[SOURCE RECORDS]

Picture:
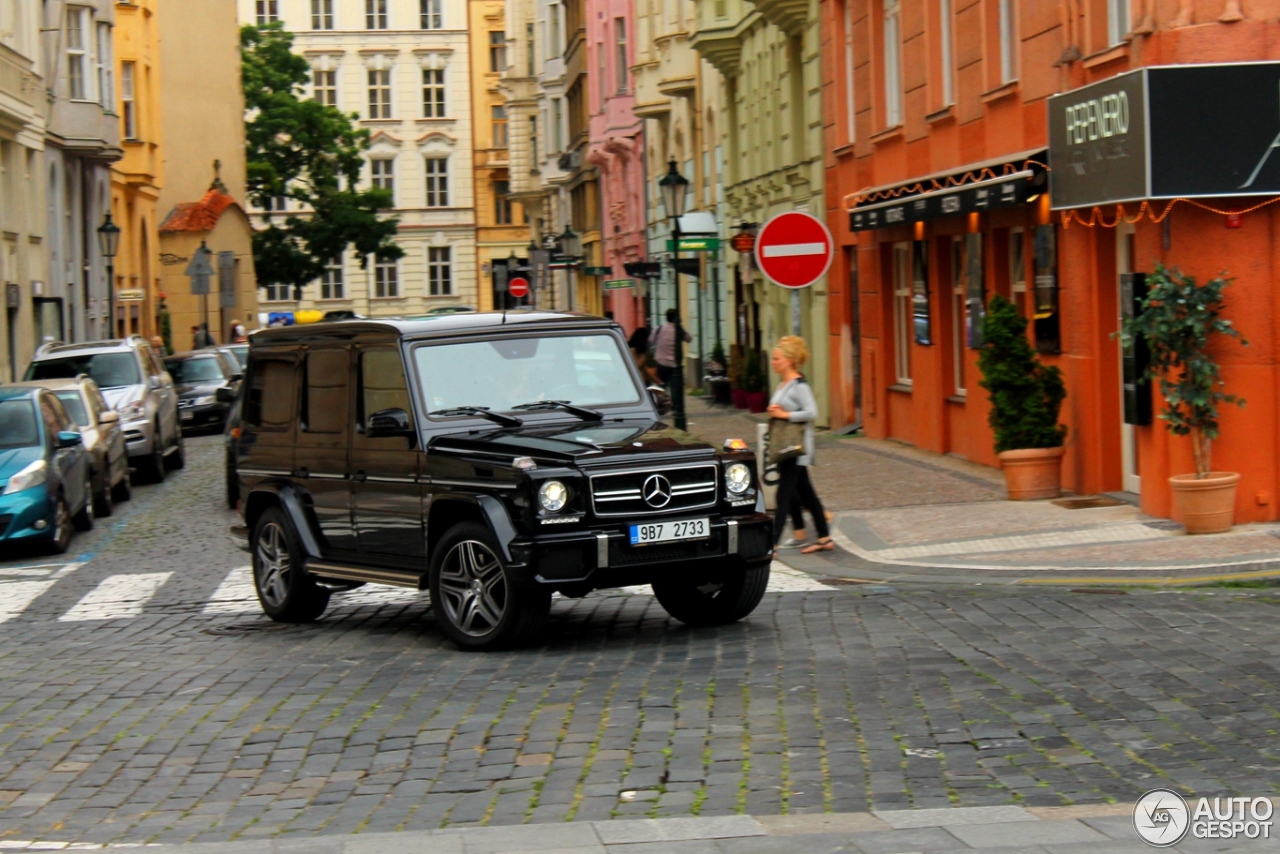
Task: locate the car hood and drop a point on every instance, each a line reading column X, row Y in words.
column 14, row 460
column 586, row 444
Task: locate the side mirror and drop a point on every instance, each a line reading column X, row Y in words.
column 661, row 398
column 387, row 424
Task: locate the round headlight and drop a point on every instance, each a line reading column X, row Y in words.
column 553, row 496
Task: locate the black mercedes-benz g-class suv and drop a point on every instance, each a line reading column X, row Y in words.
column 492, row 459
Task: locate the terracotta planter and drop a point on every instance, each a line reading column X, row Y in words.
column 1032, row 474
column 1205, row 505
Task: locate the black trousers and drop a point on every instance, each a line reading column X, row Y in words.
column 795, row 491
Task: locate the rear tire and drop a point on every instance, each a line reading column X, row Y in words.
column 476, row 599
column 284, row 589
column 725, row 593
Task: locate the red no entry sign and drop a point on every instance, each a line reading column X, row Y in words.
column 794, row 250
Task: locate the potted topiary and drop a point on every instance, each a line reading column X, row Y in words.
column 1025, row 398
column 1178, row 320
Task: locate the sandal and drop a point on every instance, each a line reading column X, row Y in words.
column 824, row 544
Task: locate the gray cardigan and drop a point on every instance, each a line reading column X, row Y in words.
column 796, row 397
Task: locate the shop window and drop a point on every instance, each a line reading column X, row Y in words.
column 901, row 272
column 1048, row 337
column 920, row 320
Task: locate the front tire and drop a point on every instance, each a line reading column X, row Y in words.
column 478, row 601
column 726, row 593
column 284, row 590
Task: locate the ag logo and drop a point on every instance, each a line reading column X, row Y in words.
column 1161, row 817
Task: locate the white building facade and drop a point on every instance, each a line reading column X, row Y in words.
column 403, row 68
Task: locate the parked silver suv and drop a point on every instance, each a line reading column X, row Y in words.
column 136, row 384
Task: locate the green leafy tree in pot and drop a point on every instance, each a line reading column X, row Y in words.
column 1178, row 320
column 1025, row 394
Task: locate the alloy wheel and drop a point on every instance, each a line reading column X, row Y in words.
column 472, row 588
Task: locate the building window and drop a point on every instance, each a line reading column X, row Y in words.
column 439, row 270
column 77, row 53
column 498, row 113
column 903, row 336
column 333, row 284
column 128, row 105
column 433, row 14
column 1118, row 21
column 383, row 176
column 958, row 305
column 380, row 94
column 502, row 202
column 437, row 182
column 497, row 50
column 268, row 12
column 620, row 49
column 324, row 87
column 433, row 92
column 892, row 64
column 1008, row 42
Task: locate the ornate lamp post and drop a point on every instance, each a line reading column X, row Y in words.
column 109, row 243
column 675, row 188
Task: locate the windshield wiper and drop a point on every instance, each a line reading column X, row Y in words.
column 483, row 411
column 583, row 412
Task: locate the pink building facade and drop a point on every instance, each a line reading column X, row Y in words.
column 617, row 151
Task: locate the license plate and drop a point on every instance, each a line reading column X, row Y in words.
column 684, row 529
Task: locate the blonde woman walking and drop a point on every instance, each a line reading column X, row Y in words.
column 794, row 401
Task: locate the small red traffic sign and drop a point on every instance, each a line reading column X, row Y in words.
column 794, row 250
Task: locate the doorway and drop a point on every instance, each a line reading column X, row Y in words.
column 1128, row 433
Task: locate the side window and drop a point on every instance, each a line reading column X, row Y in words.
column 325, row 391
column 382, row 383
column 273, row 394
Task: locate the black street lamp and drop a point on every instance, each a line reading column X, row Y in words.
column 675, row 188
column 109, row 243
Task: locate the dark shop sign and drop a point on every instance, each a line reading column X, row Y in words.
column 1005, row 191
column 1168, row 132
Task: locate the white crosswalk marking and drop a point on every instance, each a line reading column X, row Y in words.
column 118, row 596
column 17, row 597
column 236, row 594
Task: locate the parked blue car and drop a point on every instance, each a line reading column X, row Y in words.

[/SOURCE RECORDS]

TASK OBJECTIVE
Every record above should be duplicated precisely, with the images removed.

WRITTEN RESPONSE
Picture:
Task: locate the car hood and drop a point on every instance, each a line reading column X, row Y in words.
column 14, row 460
column 586, row 444
Task: locate the side mirror and drop a point on every instance, each a line reading column X, row Y in words.
column 661, row 398
column 387, row 424
Task: locate the round headlight and drop a point on every instance, each a line reading column X, row Y in words.
column 553, row 496
Task: locate the black mercedes-benz g-class suv and drop a point on every instance, each a line reading column X, row Y in words.
column 492, row 459
Task: locate the terracotta planter and drop a point on every instance, each a line reading column X, row Y in words.
column 1032, row 474
column 1205, row 505
Task: locate the black trousers and drop a point on every instance, each a line reading column X, row Y in words.
column 795, row 491
Task: locate the rear tire and drop a point on every instance, each a line reading column X, row Y in words.
column 476, row 599
column 284, row 589
column 725, row 593
Task: locate the red no entry sign and drop a point on every instance, each a line reading column X, row Y in words.
column 794, row 250
Task: locate the potted topiary and drop a point on every instance, each a line reading column X, row Y in words.
column 1025, row 398
column 1178, row 320
Task: locate the sandal and drop a point on every instance, each a line reading column X, row Y in words.
column 824, row 544
Task: locate the gray cardigan and drop a point on every instance, each a line reading column X, row Y in words.
column 796, row 397
Task: locate the shop window and drop a point on every instance, each a line reading column X, row Y in words.
column 901, row 272
column 1048, row 337
column 920, row 320
Task: locate the front tire and drop a point on every instance, each a line reading column X, row Y in words.
column 478, row 601
column 726, row 593
column 284, row 590
Task: locate the ag logo and drop a point on every instance, each a line reading column X, row Y in words.
column 1161, row 817
Task: locate the white building facade and drop a point on every instance, each a line reading column X, row Y in words.
column 403, row 68
Task: locate the parked silver suv and drop a point on every instance, each a line reading column X, row Y in words.
column 136, row 384
Task: locate the green leafy tree in pot and drop a point on every instance, each a line reading column X, row Y in words.
column 1178, row 320
column 1025, row 394
Task: locate the alloy wheel and drop a point on every instance, each a line reading column X, row Y in words.
column 472, row 588
Task: locate the building window and drop a point on every instance, each a line reading column X, row Y in words.
column 439, row 270
column 77, row 53
column 498, row 113
column 903, row 336
column 333, row 284
column 128, row 105
column 433, row 14
column 1118, row 21
column 383, row 176
column 958, row 305
column 380, row 94
column 502, row 202
column 437, row 182
column 497, row 50
column 268, row 12
column 620, row 49
column 324, row 87
column 433, row 92
column 892, row 64
column 1008, row 42
Task: locate the ornate lamp post and drop a point on every instance, each a line reading column X, row Y in words.
column 109, row 243
column 675, row 188
Task: locate the windshield wiper and drop a point on every instance, each a line reading column X, row Y in words.
column 483, row 411
column 583, row 412
Task: locate the pink building facade and drop a point on every instance, each a line reading column X, row Y in words.
column 617, row 151
Task: locate the license plate and drop a point on every instance, each a line reading column X, row Y in words.
column 684, row 529
Task: locate the blonde woman walking and drop a point on every instance, each a line reading column X, row Y in words.
column 794, row 401
Task: locate the small red traffic sign and drop a point on every instance, each a line reading column X, row Y in words.
column 794, row 250
Task: locate the doorway and drop a point on every instance, each a line reading column X, row Y in words.
column 1128, row 433
Task: locate the side window and drop a point on every instance, each a line reading column X, row Y in words.
column 325, row 391
column 382, row 383
column 273, row 394
Task: locate the black street lamp and drop a point on every instance, each a line reading column X, row Y in words.
column 675, row 188
column 109, row 243
Task: locate the dark shop sign and drop a point on every instance, each a line reading column X, row Y in words.
column 1005, row 191
column 1168, row 132
Task: locate the white crosswalk marking and drop a point on every instance, each a line reading column X, row Y in words.
column 118, row 596
column 17, row 597
column 236, row 594
Task: locate the parked blue car and drop a point on every instance, each a line reading column X, row Y in words.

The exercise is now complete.